Picking stocks is the same process, you need to review to see what you no longer believe to be a good value and thereby increase your chance of winning stock selections. While I believe that investing in index funds is fine, and is a great mechanism for avoiding serious investment mistakes I will continue to invest in individual stocks.
The 100 stocks in the S&P 100 make up 45% of the market capitalization of the total US stock market. I review the companies that make that list for sure all the time, try to avoid the underperformers and the ability to overperform the index is greatly magnified. These are stocks for a long time that I felt I could comfortably invest in the long term if the dividends were decent knowing dividend increases would exceed inflation. Right now some of the biggest names are suspect to me and as such I am avoiding them.
Another stock I have followed for a long time and that has been a very good dividend performer is
Sherwin Williams, now they are a fine compnay but for years they traded at a PE between 10 and 14 as the paint business is not all that glamourous. A 2-3 percent dividend growing at 10 percent a year was a solid company. But look at recent performance: Sales from 2007 per share have doubled but the stock price is up 400%. Furthermore actual sales are up only 50% as aggressive debt additions in this ZERP world has led to long term debt increasing to 1.1 billion from 300 million in a share buyback that has done little to improve the company from what it was in 2007 as shares outstanding are down by 25 percent. A Rising US dollar will hurt SHW as 18 percent of their sales are in Latin America alone.
But what is Sherwin Williams going to do at this point? It may seem that borrowing 600 million in the last 2 years in one year debt with 1.6 percent rate would be great as the 9.6 cents per share of interest expense is more than offset by an 22 cent increase in pershare earnings from the 3 percent share reduction and the 3 million dollars you save in dividend payments. But this debt is still owed and must be rolled and to maintain the same level of growth they need to borrow even more for the more expensive shares or risk a slowdown of growth.
A further 25% reduction in shares now would cost 6 billion dollars. With short term debt at 600 million dollars and 1.3 billion total in long term debt coming due in the next 5 years a rising interest rate increases will hit SHW hard, the per share gains from stock buybacks will disappear and you will be back to a 6-9 percent per year growth company, a company with a current dividend of 1 percent and a PE of 25 could fall 50 percent remarkably quick, this fine company is so overvalued it is mind blowing to me and this truly is a well run company that has become overvalued by management seeing how debt could be used in the ZERP enviroment to create the illusion of a growth company, but this company is a steady performing paint company expertly manipulating with financial manuevers and is gravely overvalued. Just my thoughts as I will avoid this stock.
This type of financial engineering is in many companies, SHW is just a master at it, however to value this engineering with a PE of 24 is unrealistic unless you think Zero interest rates are here to stay.

====================

• **Stated goal**:
Retype the stock-picking passage starting at "But what is" and ending at "slowdown of growth.". The lines that come next aren't needed.

• **Excerpted records**:
====================

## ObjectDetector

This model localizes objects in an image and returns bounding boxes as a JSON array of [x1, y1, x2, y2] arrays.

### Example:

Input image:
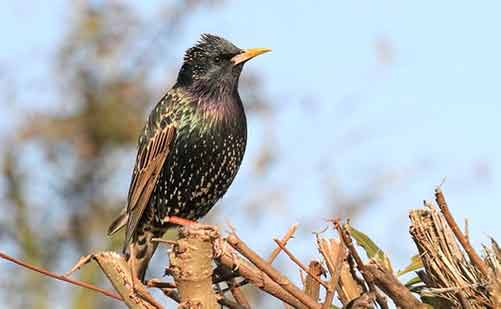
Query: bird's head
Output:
[[177, 34, 270, 92]]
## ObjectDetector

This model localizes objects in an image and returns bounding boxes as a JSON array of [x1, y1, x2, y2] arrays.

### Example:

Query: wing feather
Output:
[[125, 124, 176, 244]]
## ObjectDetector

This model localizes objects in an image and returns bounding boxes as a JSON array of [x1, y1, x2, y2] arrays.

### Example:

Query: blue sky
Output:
[[0, 1, 501, 306]]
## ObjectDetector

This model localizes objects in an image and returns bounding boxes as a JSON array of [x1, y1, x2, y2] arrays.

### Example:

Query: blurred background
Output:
[[0, 0, 501, 309]]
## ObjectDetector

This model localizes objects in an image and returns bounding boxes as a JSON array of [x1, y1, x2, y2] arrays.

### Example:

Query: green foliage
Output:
[[349, 225, 393, 271], [397, 254, 423, 276]]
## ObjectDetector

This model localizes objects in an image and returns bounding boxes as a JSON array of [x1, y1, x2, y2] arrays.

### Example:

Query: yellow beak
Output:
[[231, 48, 271, 65]]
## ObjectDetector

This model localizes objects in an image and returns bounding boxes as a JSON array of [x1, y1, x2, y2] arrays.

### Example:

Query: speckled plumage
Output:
[[108, 35, 270, 279]]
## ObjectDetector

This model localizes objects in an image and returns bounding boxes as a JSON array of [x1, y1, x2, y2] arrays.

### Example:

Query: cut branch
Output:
[[365, 261, 427, 309], [169, 224, 220, 309], [435, 187, 489, 278], [226, 232, 320, 308], [214, 240, 303, 308]]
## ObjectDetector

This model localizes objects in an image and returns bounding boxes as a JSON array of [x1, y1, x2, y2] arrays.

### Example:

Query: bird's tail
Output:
[[127, 228, 165, 282]]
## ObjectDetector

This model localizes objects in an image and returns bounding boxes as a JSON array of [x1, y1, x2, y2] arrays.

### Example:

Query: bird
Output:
[[108, 34, 271, 282]]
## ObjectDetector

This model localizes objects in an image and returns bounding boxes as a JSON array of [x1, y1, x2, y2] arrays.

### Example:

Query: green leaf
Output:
[[348, 225, 393, 272], [397, 254, 423, 276]]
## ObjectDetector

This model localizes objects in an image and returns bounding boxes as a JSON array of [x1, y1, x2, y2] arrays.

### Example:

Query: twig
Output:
[[267, 224, 298, 264], [365, 260, 427, 309], [226, 232, 320, 308], [92, 252, 163, 309], [163, 216, 196, 225], [301, 261, 325, 300], [435, 187, 489, 278], [317, 234, 345, 309], [234, 224, 298, 287], [273, 238, 329, 288], [214, 240, 302, 308], [334, 220, 388, 309], [0, 252, 122, 301], [228, 278, 251, 308]]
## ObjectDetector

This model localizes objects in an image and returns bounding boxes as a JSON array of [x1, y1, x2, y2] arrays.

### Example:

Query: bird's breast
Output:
[[155, 108, 247, 220]]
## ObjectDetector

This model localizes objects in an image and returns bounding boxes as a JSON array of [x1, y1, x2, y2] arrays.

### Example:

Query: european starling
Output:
[[108, 34, 270, 280]]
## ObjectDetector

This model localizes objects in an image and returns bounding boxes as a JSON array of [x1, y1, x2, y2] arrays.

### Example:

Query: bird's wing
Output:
[[125, 124, 176, 243]]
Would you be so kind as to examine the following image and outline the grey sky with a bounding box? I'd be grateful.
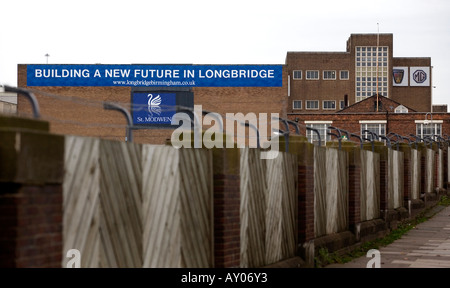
[0,0,450,106]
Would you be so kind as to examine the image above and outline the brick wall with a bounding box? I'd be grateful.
[0,116,64,268]
[0,185,63,268]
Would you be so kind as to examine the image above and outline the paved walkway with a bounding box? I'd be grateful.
[326,206,450,268]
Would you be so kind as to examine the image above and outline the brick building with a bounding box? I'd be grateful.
[286,34,432,113]
[18,34,450,144]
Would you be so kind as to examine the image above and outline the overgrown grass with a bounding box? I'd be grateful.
[314,196,450,268]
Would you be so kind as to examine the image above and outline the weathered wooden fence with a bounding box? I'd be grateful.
[360,150,380,222]
[240,148,298,267]
[0,113,450,268]
[314,147,348,237]
[63,136,213,267]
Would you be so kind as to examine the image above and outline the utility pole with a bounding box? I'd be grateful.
[377,23,380,112]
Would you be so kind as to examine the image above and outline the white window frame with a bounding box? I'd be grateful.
[305,121,333,145]
[322,70,336,80]
[414,120,444,138]
[322,100,336,110]
[292,70,303,80]
[354,46,390,102]
[305,100,319,110]
[292,100,303,110]
[339,70,350,80]
[359,120,387,138]
[306,70,320,80]
[394,105,409,113]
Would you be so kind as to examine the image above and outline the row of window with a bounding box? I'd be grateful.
[292,70,350,80]
[292,100,345,110]
[306,122,442,144]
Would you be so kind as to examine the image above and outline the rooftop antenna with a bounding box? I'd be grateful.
[377,23,380,112]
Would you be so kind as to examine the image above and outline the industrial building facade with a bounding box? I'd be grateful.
[286,34,432,113]
[18,34,450,144]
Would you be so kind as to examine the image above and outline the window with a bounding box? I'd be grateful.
[292,70,302,80]
[355,46,389,102]
[340,70,350,80]
[306,70,319,80]
[306,100,319,109]
[305,121,332,145]
[292,100,302,109]
[323,101,336,110]
[416,120,443,138]
[394,105,408,113]
[323,71,336,80]
[359,120,386,140]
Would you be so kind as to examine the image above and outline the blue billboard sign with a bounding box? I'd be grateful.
[27,64,283,87]
[132,92,177,125]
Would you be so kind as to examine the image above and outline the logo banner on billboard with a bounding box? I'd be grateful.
[27,64,283,87]
[409,67,430,86]
[132,92,177,125]
[392,67,408,86]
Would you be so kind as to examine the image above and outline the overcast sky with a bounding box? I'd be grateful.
[0,0,450,106]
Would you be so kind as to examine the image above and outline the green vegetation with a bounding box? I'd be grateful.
[314,196,450,268]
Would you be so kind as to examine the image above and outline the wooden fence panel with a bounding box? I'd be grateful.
[142,145,214,268]
[100,140,142,268]
[62,136,100,268]
[240,147,267,268]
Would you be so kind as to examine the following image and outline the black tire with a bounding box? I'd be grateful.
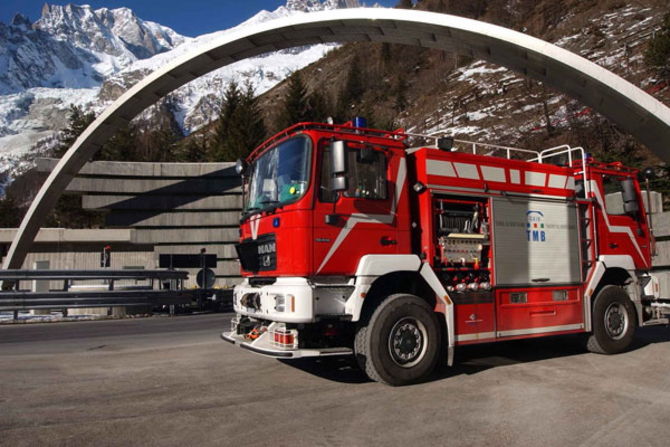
[354,294,442,386]
[586,286,637,354]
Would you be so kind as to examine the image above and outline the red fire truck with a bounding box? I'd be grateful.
[222,119,670,385]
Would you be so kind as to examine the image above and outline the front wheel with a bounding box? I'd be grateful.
[586,286,636,354]
[355,294,442,386]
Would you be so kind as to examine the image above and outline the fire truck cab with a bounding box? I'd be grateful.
[222,120,670,385]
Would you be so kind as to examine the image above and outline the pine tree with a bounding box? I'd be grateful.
[337,55,365,121]
[209,82,267,161]
[644,13,670,79]
[0,196,22,228]
[53,105,95,158]
[276,72,311,129]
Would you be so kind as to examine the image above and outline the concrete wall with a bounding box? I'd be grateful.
[27,159,242,286]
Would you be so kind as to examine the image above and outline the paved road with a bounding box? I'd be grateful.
[0,314,670,447]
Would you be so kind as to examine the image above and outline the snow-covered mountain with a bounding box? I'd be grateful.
[0,0,361,172]
[0,4,186,94]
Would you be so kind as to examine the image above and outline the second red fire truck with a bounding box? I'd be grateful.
[222,119,670,385]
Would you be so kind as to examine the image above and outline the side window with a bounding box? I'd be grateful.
[602,175,627,216]
[319,146,388,202]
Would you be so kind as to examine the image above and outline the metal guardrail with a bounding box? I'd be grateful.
[0,270,195,318]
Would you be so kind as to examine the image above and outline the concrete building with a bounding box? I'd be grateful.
[0,159,242,287]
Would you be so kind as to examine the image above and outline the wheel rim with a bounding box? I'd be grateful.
[388,318,428,368]
[605,303,629,340]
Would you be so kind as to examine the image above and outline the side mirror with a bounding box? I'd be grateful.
[330,141,348,192]
[235,158,249,175]
[621,178,640,214]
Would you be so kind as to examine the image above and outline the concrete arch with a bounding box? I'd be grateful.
[3,8,670,268]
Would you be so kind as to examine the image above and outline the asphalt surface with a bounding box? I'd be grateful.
[0,314,670,447]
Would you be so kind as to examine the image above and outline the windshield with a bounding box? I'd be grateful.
[245,136,310,212]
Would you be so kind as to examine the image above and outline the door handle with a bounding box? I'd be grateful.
[379,236,398,247]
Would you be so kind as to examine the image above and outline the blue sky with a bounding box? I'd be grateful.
[0,0,397,36]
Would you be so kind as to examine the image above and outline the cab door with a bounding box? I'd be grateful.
[313,140,405,275]
[596,174,651,268]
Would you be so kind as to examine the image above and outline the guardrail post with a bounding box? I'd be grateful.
[30,261,51,315]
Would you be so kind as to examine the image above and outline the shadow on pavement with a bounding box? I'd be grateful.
[280,326,670,383]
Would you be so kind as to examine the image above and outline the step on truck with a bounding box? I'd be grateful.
[222,118,670,385]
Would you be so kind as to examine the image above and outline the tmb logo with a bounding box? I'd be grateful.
[526,210,547,242]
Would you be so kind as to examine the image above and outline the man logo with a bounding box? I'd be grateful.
[526,210,547,242]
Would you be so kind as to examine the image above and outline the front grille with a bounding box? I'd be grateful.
[249,276,277,287]
[235,233,277,272]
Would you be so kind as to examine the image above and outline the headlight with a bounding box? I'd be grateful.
[275,294,295,312]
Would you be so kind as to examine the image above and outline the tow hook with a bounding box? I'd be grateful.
[244,325,268,341]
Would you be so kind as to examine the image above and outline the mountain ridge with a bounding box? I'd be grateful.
[0,0,361,171]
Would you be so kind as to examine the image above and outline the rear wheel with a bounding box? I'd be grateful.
[586,286,636,354]
[355,294,442,386]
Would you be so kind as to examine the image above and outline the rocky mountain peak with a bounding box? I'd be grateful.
[10,14,33,31]
[286,0,361,12]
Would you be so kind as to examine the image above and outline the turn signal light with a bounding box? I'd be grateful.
[273,332,295,346]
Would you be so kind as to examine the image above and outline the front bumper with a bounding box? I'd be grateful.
[221,332,353,359]
[233,277,315,323]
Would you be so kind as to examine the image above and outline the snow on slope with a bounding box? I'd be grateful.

====================

• **The output**:
But what is Sherwin Williams going to do at this point? It may seem that borrowing 600 million in the last 2 years in one year debt with 1.6 percent rate would be great as the 9.6 cents per share of interest expense is more than offset by an 22 cent increase in pershare earnings from the 3 percent share reduction and the 3 million dollars you save in dividend payments. But this debt is still owed and must be rolled and to maintain the same level of growth they need to borrow even more for the more expensive shares or risk a slowdown of growth.